Start Input data

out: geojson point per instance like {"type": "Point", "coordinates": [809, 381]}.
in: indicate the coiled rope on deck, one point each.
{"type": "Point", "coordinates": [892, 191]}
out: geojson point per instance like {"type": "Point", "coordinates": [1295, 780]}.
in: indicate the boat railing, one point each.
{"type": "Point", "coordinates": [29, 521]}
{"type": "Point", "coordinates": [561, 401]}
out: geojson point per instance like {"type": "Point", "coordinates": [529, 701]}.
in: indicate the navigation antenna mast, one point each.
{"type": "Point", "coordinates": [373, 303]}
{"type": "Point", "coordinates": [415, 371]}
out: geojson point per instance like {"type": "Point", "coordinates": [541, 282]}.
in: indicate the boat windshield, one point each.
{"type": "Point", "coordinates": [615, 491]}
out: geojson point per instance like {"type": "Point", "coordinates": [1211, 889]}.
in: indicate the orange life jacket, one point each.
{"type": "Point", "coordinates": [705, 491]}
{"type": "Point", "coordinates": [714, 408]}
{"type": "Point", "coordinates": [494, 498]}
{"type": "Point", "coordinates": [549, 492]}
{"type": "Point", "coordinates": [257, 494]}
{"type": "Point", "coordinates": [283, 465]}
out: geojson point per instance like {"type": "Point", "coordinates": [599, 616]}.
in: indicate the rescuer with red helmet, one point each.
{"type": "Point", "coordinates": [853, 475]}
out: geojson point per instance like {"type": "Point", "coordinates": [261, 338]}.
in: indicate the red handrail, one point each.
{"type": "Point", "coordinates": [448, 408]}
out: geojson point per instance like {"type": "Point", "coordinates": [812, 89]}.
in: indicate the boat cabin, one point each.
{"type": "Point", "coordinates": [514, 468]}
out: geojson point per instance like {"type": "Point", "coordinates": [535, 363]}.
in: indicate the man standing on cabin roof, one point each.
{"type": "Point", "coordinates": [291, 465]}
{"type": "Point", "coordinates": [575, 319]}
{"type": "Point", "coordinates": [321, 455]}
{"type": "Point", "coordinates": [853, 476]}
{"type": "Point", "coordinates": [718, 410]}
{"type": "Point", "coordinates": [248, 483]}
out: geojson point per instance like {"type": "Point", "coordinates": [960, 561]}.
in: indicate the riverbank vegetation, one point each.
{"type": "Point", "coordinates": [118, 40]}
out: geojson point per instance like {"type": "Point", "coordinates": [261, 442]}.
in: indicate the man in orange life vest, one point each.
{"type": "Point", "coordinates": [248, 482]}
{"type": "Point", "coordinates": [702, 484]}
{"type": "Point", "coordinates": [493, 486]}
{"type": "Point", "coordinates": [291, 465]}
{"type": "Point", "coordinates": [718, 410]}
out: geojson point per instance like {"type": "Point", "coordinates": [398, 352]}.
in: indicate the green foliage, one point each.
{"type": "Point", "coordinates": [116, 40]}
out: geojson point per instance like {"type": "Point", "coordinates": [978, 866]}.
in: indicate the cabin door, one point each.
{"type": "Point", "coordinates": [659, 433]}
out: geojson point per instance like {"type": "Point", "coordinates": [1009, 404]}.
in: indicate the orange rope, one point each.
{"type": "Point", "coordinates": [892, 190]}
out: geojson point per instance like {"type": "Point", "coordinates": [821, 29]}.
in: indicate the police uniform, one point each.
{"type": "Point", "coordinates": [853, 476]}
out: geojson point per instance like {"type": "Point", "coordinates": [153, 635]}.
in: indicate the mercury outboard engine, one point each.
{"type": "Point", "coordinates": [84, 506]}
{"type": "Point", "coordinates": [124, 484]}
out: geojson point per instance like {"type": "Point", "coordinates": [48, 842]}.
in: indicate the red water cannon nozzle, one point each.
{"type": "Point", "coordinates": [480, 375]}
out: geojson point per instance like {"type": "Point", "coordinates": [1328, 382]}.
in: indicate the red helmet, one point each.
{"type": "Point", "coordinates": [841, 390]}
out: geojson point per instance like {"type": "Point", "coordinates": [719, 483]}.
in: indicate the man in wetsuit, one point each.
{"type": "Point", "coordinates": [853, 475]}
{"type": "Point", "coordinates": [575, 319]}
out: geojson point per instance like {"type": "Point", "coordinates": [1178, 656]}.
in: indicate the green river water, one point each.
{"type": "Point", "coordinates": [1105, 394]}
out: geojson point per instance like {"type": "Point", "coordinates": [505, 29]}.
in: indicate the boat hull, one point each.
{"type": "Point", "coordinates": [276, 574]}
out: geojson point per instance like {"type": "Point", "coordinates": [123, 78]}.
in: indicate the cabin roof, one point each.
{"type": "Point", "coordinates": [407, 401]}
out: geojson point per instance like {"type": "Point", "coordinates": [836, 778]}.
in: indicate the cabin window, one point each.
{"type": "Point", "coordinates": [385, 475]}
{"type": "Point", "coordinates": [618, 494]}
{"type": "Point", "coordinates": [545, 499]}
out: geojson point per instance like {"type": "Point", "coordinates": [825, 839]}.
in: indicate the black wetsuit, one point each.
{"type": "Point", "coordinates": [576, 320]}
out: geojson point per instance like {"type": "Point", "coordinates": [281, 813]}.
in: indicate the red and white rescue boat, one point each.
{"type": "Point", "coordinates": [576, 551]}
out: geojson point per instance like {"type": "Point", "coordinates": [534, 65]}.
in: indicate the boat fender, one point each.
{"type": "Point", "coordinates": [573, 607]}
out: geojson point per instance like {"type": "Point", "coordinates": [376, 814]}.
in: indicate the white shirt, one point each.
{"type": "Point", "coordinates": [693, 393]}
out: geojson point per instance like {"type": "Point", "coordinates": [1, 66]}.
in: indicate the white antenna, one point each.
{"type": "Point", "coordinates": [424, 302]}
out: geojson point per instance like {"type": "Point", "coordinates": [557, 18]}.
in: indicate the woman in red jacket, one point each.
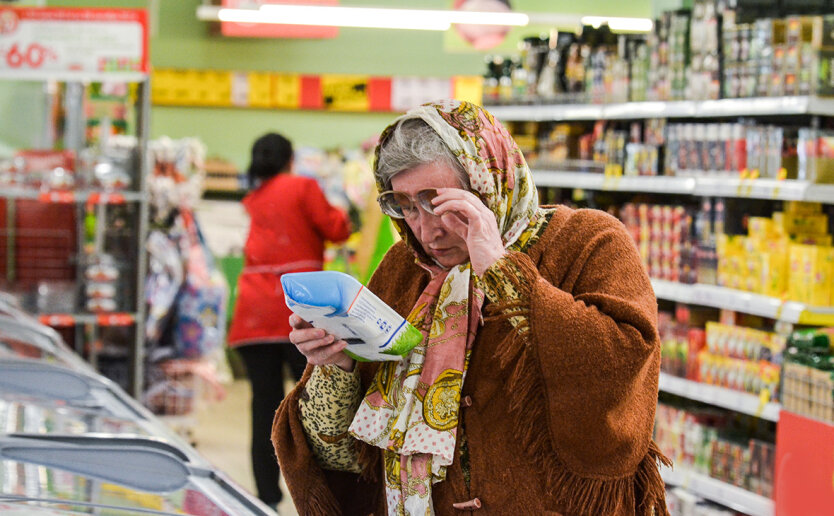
{"type": "Point", "coordinates": [290, 221]}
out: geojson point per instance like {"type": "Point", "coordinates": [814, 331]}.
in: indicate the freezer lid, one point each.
{"type": "Point", "coordinates": [29, 339]}
{"type": "Point", "coordinates": [55, 382]}
{"type": "Point", "coordinates": [133, 475]}
{"type": "Point", "coordinates": [44, 383]}
{"type": "Point", "coordinates": [44, 380]}
{"type": "Point", "coordinates": [26, 414]}
{"type": "Point", "coordinates": [135, 467]}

End Input data

Extract all the entries word for word; omit any pictures.

out: geojson point per instance like {"type": "Point", "coordinates": [809, 381]}.
in: indicate the coiled rope on deck, one point each.
{"type": "Point", "coordinates": [892, 191]}
out: geojson point per instance like {"type": "Point", "coordinates": [1295, 780]}.
in: indicate the boat railing, one point each.
{"type": "Point", "coordinates": [29, 521]}
{"type": "Point", "coordinates": [561, 401]}
out: geojson point per instance like {"type": "Point", "coordinates": [529, 701]}.
in: indicate the navigation antenna mast, one point each.
{"type": "Point", "coordinates": [373, 303]}
{"type": "Point", "coordinates": [415, 371]}
out: geojson point per instance like {"type": "Point", "coordinates": [541, 282]}.
in: indicate the boat windshield, one point each.
{"type": "Point", "coordinates": [615, 491]}
out: geojson point per instance like {"type": "Point", "coordinates": [1211, 889]}.
in: indicate the orange life jacket, one point each.
{"type": "Point", "coordinates": [705, 491]}
{"type": "Point", "coordinates": [714, 408]}
{"type": "Point", "coordinates": [494, 498]}
{"type": "Point", "coordinates": [549, 492]}
{"type": "Point", "coordinates": [257, 494]}
{"type": "Point", "coordinates": [283, 465]}
out: geojson point per instance like {"type": "Point", "coordinates": [599, 616]}.
in: indicate the rescuer with red helmet, one point each.
{"type": "Point", "coordinates": [853, 475]}
out: geojson point per instance like {"type": "Point", "coordinates": [261, 338]}.
in: indicate the red handrail, one point each.
{"type": "Point", "coordinates": [448, 408]}
out: geojson point per instance like {"type": "Point", "coordinates": [812, 89]}.
in: indicate the boat cabin, one point each.
{"type": "Point", "coordinates": [514, 468]}
out: geojson point per instance like {"type": "Point", "coordinates": [535, 363]}.
in: indicate the man standing on cabin roof, one point each.
{"type": "Point", "coordinates": [291, 465]}
{"type": "Point", "coordinates": [575, 319]}
{"type": "Point", "coordinates": [321, 455]}
{"type": "Point", "coordinates": [853, 476]}
{"type": "Point", "coordinates": [718, 410]}
{"type": "Point", "coordinates": [248, 483]}
out: geojson point per instance like {"type": "Point", "coordinates": [960, 561]}.
in: indicate the riverbank vegetation, one point each.
{"type": "Point", "coordinates": [118, 40]}
out: geojson point per instance like {"type": "Point", "coordinates": [261, 442]}.
in: indicate the man in orange life vest, one point each.
{"type": "Point", "coordinates": [248, 482]}
{"type": "Point", "coordinates": [702, 484]}
{"type": "Point", "coordinates": [493, 486]}
{"type": "Point", "coordinates": [291, 465]}
{"type": "Point", "coordinates": [718, 410]}
out: geojson point per instance like {"type": "Point", "coordinates": [398, 352]}.
in: indicate the green foliage, one point each.
{"type": "Point", "coordinates": [116, 40]}
out: geojson point per instance like {"type": "Point", "coordinates": [978, 866]}.
in: indicate the cabin door, one point each.
{"type": "Point", "coordinates": [659, 433]}
out: geojson point per instance like {"type": "Point", "coordinates": [1009, 404]}.
in: indicate the orange rope, one point each.
{"type": "Point", "coordinates": [892, 190]}
out: geojson point per instance like {"type": "Point", "coordinates": [821, 29]}.
in: indicate the police uniform, one point each.
{"type": "Point", "coordinates": [853, 476]}
out: geojson point per instance like {"type": "Point", "coordinates": [153, 635]}.
in: indicate the mercury outboard engine, one point each.
{"type": "Point", "coordinates": [84, 506]}
{"type": "Point", "coordinates": [124, 484]}
out: geojson point per instance like {"type": "Point", "coordinates": [48, 842]}.
in: indicate the red water cannon nozzle, one point each.
{"type": "Point", "coordinates": [480, 375]}
out: geojson point per instance like {"type": "Point", "coordinates": [1328, 382]}.
in: indicate the red helmet, one point each.
{"type": "Point", "coordinates": [841, 390]}
out: geojson point per instance like {"type": "Point", "coordinates": [719, 483]}.
in: indicate the man in wetsuit, one point each.
{"type": "Point", "coordinates": [853, 475]}
{"type": "Point", "coordinates": [575, 319]}
out: geojson point per instance like {"type": "Point", "coordinates": [1178, 656]}.
in: indicate the green river water, one point each.
{"type": "Point", "coordinates": [1105, 394]}
out: geojson point per instance like {"type": "Point", "coordinates": [505, 29]}.
in: indicate the boat hull, one point each.
{"type": "Point", "coordinates": [276, 574]}
out: geojson point per instance like {"type": "Point", "coordinates": [123, 78]}.
in: indicate the cabin roof, one point each.
{"type": "Point", "coordinates": [407, 401]}
out: geojson point per instance like {"type": "Point", "coordinates": [836, 778]}.
in: indicate the cabin window, one point each.
{"type": "Point", "coordinates": [385, 475]}
{"type": "Point", "coordinates": [618, 494]}
{"type": "Point", "coordinates": [545, 499]}
out: geojson point per instance like {"type": "Point", "coordinates": [825, 839]}.
in: indicate the black wetsuit, one point each.
{"type": "Point", "coordinates": [576, 320]}
out: geojson point per instance like {"type": "Point", "coordinates": [281, 813]}.
in: indicate the red and white rescue boat, one point each.
{"type": "Point", "coordinates": [576, 551]}
out: geojson point per instance like {"type": "Point", "coordinates": [534, 65]}.
in: indicate the boat fender, one point each.
{"type": "Point", "coordinates": [573, 607]}
out: geojson point per instance like {"type": "Point", "coordinates": [376, 814]}.
in: indicate the white shirt, one point each.
{"type": "Point", "coordinates": [693, 393]}
out: geojson point per instance like {"type": "Point", "coordinates": [1, 66]}.
in: indicate the white antenna, one point each.
{"type": "Point", "coordinates": [424, 302]}
out: geojson point per instance like {"type": "Point", "coordinates": [557, 18]}.
in: indicate the woman in red jacket, one point each.
{"type": "Point", "coordinates": [290, 221]}
out: geojson point per instance like {"type": "Point", "coordinates": [814, 331]}.
in: indicate the freezer lid, one point each.
{"type": "Point", "coordinates": [29, 339]}
{"type": "Point", "coordinates": [55, 382]}
{"type": "Point", "coordinates": [133, 475]}
{"type": "Point", "coordinates": [44, 383]}
{"type": "Point", "coordinates": [44, 380]}
{"type": "Point", "coordinates": [26, 414]}
{"type": "Point", "coordinates": [135, 467]}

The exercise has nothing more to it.